THE INPUT:
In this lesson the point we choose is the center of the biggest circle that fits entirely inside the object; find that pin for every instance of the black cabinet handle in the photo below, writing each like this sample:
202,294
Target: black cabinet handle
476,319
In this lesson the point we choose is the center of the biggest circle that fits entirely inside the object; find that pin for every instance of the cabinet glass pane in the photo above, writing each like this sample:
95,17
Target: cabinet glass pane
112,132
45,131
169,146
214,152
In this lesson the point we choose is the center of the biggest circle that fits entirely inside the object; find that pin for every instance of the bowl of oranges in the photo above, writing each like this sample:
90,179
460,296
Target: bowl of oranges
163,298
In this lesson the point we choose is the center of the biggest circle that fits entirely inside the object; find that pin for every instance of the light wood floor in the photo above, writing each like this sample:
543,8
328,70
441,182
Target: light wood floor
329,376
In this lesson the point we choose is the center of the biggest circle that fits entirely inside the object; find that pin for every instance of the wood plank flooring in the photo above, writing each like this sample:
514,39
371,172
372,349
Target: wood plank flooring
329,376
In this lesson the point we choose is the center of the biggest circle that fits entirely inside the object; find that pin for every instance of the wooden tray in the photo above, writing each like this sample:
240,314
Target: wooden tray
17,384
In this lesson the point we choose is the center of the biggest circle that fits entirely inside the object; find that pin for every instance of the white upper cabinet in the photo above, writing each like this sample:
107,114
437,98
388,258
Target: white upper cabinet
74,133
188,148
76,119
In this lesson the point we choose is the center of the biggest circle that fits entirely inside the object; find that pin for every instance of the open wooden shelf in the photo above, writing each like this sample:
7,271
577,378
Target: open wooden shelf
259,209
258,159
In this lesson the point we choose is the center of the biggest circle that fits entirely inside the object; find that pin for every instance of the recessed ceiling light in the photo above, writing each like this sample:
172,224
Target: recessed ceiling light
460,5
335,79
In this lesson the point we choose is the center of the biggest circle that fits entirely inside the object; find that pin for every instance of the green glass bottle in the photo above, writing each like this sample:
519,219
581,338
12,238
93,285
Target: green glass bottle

TASK ITEM:
Filter the entries and copy each line with "green".

TASK RESPONSE:
In this lesson the point we choose is the center of the biggest circle that fits entirely inside the object; find that pin for every instance of the green glass bottle in the photo above, writing each like this sample:
Target: green glass bottle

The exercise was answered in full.